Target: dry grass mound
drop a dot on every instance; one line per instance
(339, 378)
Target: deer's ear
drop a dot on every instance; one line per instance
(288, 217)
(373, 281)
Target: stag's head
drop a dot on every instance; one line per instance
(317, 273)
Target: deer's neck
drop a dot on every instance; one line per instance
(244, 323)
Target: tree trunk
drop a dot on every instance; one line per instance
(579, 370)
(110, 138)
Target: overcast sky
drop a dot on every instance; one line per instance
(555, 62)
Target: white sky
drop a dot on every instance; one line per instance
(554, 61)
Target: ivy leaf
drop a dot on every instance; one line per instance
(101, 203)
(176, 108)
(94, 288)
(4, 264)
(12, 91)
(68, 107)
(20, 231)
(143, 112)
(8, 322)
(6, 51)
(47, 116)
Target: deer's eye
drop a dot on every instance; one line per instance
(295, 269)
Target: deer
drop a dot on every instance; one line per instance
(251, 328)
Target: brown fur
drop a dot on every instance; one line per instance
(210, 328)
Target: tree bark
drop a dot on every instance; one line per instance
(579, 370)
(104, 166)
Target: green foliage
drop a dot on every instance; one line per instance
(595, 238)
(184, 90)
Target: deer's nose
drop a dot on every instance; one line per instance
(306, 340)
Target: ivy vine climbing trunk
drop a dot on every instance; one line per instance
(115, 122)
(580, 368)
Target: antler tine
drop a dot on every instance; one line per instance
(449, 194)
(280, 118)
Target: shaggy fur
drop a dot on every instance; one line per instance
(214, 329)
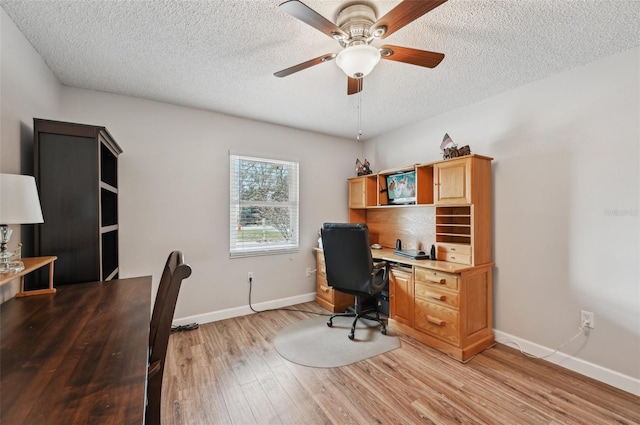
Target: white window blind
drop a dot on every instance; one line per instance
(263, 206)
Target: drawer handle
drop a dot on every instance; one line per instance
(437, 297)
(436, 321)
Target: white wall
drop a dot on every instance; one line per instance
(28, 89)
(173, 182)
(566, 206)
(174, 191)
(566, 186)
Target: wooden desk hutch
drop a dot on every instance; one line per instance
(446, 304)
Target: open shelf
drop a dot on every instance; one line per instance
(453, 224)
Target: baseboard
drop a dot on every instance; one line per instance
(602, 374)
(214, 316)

---

_PROMPT_
Copy exactly the lines from the line containing "Target: shaggy fur" through the last line of the records, both included, and omit every picture.

_FINAL RESULT_
Target: shaggy fur
drop a dot on every instance; one line per instance
(214, 329)
Target: white window blind
drop a dot on every instance; one line per instance
(263, 206)
Target: drawer handle
drop a dot on every instance; one line per instance
(437, 297)
(436, 321)
Target: white wall
drop a dot on every instance; one line per instance
(28, 89)
(173, 182)
(566, 206)
(174, 191)
(566, 186)
Target: wooden desk hutch
drop a dot on every instance; one line per instance
(446, 304)
Target: open shelf
drop a dot on every instance; one line per instance
(453, 224)
Target: baseboard
drop a dot on every instance; one line per instance
(602, 374)
(214, 316)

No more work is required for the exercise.